(Data records)
----------------------------------------
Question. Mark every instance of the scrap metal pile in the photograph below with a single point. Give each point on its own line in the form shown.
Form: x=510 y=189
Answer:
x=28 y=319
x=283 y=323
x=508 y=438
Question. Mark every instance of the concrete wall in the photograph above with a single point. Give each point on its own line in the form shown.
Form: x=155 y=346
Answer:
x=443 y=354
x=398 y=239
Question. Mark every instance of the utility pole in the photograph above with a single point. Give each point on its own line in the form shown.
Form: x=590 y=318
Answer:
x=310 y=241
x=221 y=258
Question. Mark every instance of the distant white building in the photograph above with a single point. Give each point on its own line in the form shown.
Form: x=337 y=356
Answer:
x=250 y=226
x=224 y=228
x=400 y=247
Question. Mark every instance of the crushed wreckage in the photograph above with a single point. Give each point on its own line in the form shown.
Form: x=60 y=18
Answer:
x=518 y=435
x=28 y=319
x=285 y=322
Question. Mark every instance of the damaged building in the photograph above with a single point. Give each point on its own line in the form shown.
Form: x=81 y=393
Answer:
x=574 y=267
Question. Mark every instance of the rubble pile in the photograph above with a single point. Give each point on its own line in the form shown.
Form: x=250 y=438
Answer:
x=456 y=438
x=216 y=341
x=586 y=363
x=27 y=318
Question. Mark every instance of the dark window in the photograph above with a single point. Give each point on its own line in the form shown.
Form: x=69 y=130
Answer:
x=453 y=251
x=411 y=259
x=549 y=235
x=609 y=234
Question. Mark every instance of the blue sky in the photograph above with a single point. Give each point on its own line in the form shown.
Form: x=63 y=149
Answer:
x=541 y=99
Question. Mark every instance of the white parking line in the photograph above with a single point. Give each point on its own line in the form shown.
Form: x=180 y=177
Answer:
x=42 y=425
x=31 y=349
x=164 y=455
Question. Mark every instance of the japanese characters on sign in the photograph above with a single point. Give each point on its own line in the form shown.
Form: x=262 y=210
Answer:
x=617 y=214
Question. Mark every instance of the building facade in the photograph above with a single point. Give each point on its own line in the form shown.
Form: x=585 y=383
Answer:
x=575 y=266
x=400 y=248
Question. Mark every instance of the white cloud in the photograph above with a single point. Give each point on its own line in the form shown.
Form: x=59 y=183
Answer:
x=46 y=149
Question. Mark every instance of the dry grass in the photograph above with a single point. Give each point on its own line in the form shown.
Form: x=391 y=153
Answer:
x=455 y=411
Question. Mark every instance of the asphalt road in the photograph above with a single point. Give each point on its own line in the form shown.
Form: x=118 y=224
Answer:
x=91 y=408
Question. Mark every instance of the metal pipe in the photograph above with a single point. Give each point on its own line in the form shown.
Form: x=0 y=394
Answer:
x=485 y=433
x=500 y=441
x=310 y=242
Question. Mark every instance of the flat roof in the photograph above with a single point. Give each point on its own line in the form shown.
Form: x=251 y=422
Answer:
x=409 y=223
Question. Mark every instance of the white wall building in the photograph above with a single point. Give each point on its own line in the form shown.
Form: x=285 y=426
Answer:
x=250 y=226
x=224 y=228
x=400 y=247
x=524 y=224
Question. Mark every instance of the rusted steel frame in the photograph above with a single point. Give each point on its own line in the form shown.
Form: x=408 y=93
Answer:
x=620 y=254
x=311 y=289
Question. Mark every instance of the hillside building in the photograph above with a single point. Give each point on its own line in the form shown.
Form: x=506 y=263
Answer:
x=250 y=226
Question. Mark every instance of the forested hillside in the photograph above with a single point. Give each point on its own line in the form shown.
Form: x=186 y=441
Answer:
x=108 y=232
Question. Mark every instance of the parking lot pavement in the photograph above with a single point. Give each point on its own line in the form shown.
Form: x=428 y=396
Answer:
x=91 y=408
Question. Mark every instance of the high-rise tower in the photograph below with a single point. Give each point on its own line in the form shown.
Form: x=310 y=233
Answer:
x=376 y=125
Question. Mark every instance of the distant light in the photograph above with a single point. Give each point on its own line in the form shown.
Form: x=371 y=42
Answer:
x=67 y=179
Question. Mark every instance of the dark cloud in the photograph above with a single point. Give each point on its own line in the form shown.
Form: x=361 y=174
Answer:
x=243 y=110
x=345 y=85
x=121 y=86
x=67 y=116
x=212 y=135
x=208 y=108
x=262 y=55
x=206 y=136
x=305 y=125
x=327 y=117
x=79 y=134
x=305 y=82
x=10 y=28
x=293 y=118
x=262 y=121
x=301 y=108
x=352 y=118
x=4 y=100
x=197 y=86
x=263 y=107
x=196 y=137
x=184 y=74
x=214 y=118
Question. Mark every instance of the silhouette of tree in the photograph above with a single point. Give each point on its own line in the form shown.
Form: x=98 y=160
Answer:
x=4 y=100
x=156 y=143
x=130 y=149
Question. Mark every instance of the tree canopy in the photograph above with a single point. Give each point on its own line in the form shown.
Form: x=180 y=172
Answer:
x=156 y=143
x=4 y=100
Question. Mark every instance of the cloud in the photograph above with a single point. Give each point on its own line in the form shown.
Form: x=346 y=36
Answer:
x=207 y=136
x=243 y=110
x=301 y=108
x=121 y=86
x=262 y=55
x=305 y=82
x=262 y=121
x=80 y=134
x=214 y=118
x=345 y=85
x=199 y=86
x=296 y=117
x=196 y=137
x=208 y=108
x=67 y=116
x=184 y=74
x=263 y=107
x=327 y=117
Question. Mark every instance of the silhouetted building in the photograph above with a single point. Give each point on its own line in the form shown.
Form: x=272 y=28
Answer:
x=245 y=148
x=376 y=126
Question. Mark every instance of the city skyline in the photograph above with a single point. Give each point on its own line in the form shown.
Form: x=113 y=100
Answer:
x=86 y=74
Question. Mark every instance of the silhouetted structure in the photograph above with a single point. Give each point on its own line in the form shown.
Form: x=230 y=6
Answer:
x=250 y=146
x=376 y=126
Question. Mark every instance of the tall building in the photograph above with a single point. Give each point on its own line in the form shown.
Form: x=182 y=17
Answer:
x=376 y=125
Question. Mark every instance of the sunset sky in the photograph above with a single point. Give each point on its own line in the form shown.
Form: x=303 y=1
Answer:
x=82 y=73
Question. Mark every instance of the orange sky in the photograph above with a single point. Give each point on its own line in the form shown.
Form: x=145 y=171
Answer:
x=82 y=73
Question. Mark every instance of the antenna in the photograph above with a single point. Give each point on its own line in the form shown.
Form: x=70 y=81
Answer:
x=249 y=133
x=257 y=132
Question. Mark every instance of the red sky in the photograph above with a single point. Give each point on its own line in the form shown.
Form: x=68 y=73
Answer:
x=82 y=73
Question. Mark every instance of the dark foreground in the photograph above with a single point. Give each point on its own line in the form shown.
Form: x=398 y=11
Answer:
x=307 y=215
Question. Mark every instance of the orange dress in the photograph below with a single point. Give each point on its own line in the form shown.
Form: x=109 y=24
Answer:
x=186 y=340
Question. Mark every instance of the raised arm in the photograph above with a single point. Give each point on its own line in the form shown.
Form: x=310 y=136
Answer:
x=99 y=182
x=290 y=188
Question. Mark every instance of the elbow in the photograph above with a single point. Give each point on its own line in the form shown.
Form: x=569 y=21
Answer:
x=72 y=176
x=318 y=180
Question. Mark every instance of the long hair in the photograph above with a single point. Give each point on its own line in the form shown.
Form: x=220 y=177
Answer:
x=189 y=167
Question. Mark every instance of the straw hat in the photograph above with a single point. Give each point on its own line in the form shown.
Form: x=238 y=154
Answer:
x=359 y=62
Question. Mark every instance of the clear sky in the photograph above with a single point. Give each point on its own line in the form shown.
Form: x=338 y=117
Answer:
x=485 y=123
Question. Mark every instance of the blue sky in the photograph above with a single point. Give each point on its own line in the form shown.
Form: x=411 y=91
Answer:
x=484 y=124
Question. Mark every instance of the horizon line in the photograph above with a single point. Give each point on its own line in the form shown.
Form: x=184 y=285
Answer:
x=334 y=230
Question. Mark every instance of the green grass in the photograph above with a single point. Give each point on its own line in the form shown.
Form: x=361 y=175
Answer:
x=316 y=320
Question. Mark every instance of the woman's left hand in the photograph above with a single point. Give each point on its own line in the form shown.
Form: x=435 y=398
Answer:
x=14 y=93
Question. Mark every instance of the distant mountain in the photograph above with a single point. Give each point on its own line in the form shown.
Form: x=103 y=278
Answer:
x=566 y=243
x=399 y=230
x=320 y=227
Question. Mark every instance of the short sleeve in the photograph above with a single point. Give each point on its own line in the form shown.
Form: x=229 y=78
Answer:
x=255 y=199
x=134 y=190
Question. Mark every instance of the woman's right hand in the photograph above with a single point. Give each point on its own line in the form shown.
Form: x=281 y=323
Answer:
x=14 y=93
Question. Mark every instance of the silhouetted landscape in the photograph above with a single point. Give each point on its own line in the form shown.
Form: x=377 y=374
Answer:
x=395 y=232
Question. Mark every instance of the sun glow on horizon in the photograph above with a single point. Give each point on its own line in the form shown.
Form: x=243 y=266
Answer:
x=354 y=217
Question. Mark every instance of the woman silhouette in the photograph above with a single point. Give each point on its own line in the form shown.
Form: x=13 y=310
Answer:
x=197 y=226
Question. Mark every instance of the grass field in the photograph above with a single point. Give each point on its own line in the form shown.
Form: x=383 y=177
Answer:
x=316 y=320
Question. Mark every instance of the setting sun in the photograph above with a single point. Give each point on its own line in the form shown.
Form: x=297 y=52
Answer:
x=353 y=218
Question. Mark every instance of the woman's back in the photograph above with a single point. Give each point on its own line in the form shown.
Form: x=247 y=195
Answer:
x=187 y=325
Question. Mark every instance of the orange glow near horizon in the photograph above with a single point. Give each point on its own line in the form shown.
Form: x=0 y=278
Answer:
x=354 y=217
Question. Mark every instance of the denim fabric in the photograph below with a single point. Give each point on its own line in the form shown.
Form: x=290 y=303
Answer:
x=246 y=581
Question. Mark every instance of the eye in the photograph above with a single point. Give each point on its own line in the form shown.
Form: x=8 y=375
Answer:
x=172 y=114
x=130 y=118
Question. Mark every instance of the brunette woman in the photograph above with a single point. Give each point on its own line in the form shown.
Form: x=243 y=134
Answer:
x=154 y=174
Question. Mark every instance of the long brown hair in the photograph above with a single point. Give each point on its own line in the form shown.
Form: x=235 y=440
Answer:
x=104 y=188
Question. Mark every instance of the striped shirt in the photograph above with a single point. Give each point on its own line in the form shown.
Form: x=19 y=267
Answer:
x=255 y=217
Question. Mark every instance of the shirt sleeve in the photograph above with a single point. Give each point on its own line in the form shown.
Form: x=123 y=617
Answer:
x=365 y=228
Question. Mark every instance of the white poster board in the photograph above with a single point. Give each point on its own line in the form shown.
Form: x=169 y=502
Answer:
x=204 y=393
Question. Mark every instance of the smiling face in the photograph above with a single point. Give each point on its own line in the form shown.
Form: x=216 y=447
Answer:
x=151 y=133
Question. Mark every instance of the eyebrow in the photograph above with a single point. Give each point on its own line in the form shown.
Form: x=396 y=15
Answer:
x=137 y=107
----------------------------------------
◆ WHAT IS BEING ASKED:
Will you return exactly the lines above from the one with "Form: x=281 y=323" down to the one with "Question. Mark every instance of the eye in", counting both as part of the range?

◆ WRITTEN RESPONSE:
Form: x=281 y=323
Answer:
x=14 y=93
Question. Mark every instance of the silhouetted landscape in the photograph above with a single point. Give each point on its own line in the form shown.
Form: x=377 y=374
Answer:
x=395 y=232
Question. Mark every instance of the sun glow on horizon in the photograph above with a single point. Give each point on its own line in the form shown.
Form: x=243 y=266
Answer:
x=354 y=217
Question. Mark every instance of the woman silhouette in the photograph above with a single point. Give each point on its own line in the form shown.
Form: x=13 y=310
Answer:
x=197 y=226
Question. Mark every instance of the grass field in the photograph above with a single point. Give each point on its own line in the form shown.
Form: x=383 y=177
Answer:
x=316 y=320
Question. Mark every instance of the setting sun in the photograph above with a single point. Give each point on its own line in the form shown.
Form: x=297 y=52
Answer:
x=353 y=218
Question. Mark every instance of the woman's back in the photograph above with a single point. Give each point on its own line in the form shown.
Form: x=247 y=195
Answer:
x=187 y=325
Question. Mark every instance of the orange glow near horizon in the photograph above with a single point. Give each point on its own line in the form shown.
Form: x=0 y=278
Answer:
x=354 y=217
Question. Mark every instance of the denim fabric in the photograph below with a single point. Give each point on its own line in the form shown.
Form: x=290 y=303
Answer:
x=246 y=581
Question. Mark every instance of the eye in the photograph above with a single point. Give each point on its own line in the form shown.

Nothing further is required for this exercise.